─── Текст ───

В буйном росте желаний Платон видит признаки упадка общества и пытается его лечить созданием новой иерархии. Философ должен показывать остальным пример скромности, править для пользы всех, не владея ничем, и чем выше его место в табели о рангах, тем меньше имущества у него должно быть в частной собственности. Прогресс не в потреблении, так же как и не в производстве. Платон призывает правящий класс добровольно умерить свои желания и рассчитывает, что тем самым будет преодолена тенденция накапливать имущество. А это, по мнению многих экономистов, представляет собой такую же сложную проблему, как и воплощение в жизнь более поздних средневековых требований соблюдать аскезу (в том виде, как ее представлял себе Платон).

Прогресс

Рассуждения Платона об идеальном государстве проливают свет на его видение общественного прогресса. По мнению этого философа, планирования общественной жизни и развития общества как единого целого только лишь в соответствии с набором общих правил еще недостаточно. Обществу необходимы регулирующие идеи, общее волеизъявление, цели, к которым можно стремиться. Однако суждения Платона об обществе, в котором родителями детей являются все граждане и их воспитанием занимается государство под руководством философа, не владеющего никаким имуществом, не являются призывом к немедленному жесткому установлению такого порядка. Это идеал[381], уводящий общество от кумовства и искаженных кровными узами отношений к такому устройству, где каждый не обремененный семейными обязанностями имеет одинаковую со всеми возможность проявить свои лучшие качества и найти свое место в обществе с наибольшей выгодой как для социума, так, следовательно, и для себя самого[382].

Кстати, образцовые правители в платоновском совершенном обществе противостоят развращающим искушениям, отвлекающим их от поисков высшего блага. Причем речь идет не только об имуществе, но, например, и о сексе в том числе. Как пишет Роберт Нельсон,

Платон. и римско?католическая церковь осознавали, что сексуальные отношения могут у отдельных людей вызвать проявление сильного чувства собственности, которое может быть даже глубже, чем обусловленное владением личным имуществом. Платон в книге «Государство» решил этот вопрос обострения частнического инстинкта запретом на брак и другими ограничениями свободного сексуального поведения, так же как и введением общего владения детьми (мать не должна была знать своего ребенка). Римско?католическая церковь избрала другой путь, требуя от своих священников и монахинь соблюдения обета безбрачия, чем хотела добиться от них верности Богу и церкви и никому иному[383].

─── Записи для работы ───

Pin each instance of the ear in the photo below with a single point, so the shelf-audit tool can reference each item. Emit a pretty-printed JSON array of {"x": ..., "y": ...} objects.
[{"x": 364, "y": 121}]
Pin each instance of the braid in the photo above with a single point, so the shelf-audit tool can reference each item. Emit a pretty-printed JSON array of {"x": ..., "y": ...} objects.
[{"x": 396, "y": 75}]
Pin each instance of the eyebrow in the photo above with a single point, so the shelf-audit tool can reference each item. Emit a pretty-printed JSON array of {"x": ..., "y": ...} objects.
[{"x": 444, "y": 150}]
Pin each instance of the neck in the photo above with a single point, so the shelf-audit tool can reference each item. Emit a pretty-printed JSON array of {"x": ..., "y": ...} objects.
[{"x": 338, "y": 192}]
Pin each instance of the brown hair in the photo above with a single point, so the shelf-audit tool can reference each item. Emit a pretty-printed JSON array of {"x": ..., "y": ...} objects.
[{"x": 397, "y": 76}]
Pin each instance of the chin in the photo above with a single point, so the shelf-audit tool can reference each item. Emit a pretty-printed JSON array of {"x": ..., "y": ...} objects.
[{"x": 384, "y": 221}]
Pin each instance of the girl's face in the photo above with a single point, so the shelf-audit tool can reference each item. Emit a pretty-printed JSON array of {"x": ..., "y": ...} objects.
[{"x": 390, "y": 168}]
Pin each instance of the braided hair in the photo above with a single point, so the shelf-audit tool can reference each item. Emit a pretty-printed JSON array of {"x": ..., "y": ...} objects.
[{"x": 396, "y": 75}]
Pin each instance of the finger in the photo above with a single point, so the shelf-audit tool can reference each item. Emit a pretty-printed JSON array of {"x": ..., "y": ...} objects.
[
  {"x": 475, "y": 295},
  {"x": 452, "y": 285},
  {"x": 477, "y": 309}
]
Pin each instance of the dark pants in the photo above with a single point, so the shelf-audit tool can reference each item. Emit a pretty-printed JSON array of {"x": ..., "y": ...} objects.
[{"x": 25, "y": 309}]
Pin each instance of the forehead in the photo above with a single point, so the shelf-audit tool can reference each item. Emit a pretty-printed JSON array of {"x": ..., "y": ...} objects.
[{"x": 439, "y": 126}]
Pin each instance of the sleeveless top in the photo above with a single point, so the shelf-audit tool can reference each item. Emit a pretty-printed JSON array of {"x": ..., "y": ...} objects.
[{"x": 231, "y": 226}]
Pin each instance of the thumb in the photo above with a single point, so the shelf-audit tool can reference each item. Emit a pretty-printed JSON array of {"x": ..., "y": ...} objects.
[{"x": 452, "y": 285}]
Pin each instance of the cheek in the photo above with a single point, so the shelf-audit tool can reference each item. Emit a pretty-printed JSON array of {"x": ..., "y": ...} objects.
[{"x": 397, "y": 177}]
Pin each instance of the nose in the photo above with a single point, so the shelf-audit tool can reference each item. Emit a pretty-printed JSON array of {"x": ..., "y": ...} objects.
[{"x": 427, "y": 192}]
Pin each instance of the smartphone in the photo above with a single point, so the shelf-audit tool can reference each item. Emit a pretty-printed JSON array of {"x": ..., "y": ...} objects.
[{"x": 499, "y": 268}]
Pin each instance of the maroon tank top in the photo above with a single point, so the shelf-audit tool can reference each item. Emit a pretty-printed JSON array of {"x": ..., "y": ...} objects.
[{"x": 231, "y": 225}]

───
─── Записи для работы ───

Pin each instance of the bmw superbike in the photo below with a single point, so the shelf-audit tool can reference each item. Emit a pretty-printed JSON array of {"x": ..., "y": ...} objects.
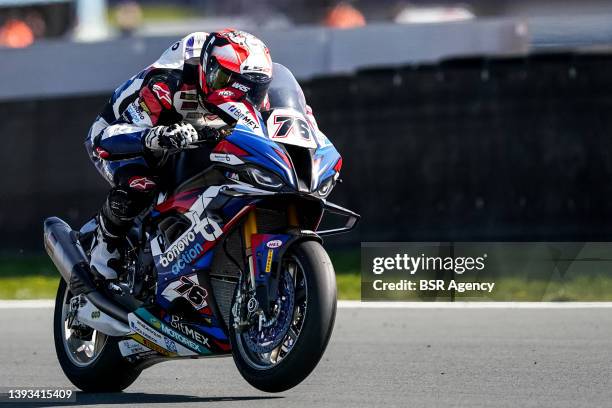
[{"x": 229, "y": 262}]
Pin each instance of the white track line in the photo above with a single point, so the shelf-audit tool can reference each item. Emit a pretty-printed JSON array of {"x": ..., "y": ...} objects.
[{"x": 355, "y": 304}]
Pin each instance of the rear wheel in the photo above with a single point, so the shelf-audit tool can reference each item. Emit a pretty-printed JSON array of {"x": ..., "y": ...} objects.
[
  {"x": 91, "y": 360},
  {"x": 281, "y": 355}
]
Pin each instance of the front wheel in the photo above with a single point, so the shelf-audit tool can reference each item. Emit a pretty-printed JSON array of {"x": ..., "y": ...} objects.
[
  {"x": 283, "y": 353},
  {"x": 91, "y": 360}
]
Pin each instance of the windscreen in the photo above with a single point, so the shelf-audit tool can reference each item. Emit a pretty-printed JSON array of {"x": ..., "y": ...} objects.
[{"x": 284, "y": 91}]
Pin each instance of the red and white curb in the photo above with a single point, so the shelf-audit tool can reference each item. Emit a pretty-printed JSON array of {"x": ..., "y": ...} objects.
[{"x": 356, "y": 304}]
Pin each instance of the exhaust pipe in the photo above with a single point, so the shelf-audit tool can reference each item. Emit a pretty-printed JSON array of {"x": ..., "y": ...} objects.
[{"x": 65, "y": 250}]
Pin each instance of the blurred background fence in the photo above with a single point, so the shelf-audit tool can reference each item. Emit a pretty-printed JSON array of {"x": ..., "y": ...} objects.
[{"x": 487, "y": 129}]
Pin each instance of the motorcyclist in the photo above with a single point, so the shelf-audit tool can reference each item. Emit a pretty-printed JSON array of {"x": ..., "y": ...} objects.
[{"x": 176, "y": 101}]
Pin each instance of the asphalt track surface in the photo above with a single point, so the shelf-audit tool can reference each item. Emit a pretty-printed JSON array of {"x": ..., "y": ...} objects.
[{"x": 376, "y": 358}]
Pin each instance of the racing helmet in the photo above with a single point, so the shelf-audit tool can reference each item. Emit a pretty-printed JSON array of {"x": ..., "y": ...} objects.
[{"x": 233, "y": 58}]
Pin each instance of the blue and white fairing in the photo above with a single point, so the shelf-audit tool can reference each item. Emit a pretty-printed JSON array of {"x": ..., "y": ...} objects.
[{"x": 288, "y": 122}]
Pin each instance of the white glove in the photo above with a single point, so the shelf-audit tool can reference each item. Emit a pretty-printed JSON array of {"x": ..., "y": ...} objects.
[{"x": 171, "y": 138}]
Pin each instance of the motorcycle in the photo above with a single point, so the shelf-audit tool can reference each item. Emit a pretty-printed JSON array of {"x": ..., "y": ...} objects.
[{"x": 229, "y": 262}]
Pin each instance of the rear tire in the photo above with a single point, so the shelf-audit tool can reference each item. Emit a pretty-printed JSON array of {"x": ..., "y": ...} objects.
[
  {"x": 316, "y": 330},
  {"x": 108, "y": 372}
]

───
─── Записи для работы ───

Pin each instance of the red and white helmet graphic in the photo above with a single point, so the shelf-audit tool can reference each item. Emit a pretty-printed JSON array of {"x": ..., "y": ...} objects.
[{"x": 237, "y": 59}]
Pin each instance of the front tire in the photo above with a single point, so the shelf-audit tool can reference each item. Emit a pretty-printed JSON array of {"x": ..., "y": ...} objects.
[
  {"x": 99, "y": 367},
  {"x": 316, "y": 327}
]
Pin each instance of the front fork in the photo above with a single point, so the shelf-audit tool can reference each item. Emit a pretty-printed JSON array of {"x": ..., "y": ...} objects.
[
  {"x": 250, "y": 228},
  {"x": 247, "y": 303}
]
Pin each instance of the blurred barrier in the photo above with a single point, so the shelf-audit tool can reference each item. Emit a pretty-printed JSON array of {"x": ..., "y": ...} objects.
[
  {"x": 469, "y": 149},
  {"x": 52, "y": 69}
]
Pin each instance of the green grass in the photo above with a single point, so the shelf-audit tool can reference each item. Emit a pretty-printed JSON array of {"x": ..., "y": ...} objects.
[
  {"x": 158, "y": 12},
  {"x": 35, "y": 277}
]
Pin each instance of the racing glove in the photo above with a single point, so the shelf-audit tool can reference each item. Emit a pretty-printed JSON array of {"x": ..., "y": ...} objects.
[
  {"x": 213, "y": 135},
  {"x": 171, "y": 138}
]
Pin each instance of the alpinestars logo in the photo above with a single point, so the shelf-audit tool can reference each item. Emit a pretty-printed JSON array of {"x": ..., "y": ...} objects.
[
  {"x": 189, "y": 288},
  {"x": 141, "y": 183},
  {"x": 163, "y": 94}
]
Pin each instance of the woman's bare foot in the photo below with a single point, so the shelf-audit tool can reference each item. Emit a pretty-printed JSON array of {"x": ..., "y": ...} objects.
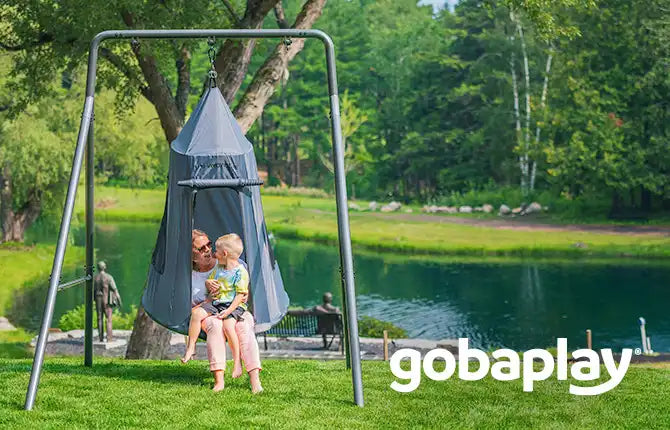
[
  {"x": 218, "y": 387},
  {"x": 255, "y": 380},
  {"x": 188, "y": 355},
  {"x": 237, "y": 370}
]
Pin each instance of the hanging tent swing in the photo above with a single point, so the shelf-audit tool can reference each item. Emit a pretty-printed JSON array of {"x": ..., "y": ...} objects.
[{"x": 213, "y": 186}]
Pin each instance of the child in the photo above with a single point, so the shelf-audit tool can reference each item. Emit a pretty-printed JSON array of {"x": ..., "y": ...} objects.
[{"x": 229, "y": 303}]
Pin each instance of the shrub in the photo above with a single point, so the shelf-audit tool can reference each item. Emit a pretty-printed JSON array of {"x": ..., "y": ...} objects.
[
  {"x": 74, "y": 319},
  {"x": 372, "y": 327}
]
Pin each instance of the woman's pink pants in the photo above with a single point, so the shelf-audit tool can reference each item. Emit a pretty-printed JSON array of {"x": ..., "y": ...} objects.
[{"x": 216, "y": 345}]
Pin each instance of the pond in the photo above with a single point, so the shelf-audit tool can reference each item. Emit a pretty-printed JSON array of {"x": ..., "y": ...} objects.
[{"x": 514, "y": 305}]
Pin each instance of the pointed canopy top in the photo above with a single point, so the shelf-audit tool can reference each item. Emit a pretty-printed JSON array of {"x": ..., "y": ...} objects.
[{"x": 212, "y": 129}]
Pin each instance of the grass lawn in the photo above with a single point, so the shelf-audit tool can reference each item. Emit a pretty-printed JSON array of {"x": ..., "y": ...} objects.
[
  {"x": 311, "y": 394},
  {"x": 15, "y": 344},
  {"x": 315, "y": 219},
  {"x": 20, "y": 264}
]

───

▸ Задания:
a - Покажите целиком каждую строку записей, в которой встречается слово «pants».
b - Продолжите текст о взглядах Платона на идеальное государство, начав сразу после его последнего предложения.
Записи никак не связаны с текстом.

▸ Ответы к заданиям:
a -
Pin each instance of the dark pants in the photo above with a single point, so the shelf-audit tool can reference each item. Emit a pretty-printed JSON array of {"x": ..., "y": ...} objects.
Pin each instance of the woman's pink pants in the photo above with a single point, so the shelf-audit tool can reference each item. Emit a pretty-printed JSON array of {"x": ..., "y": ...} objects.

b -
Человеку для подлинной жизни и познания мало просто выучиться, — ему, чтобы он мог хотя бы сдвинуться с места, нужно иметь еще и воображение. Возглавлять общество должны философы, осознающие его идеалы и обеспечивающие понимание всего набора разгаданных ими «космических» идей остальными членами общества. Абстракции, донесенные до сознания людей находящейся во главе государства правящей элитой, должны были бы стать руководством к ежедневному поведению всех граждан социума на всей территории страны. Само слово «элита» происходит от eligo («выбирать, избирать»). Отсюда элита общества — это группа людей, избранных для служения общему благу. Вся книга «Государство» свидетельствует о замысле Платона привести к гармонизации три уровня: космос, общество и самого человека. И гармонизация, по его мнению, должна происходить путем приспособления низших классов к высшим. Без идеи и воображения не осуществляется ни одно, даже самое прагматичное решение. Видение общей цели, а не только знание правил игры должно было бы управлять нашими действиями и стать двигателем общественного прогресса.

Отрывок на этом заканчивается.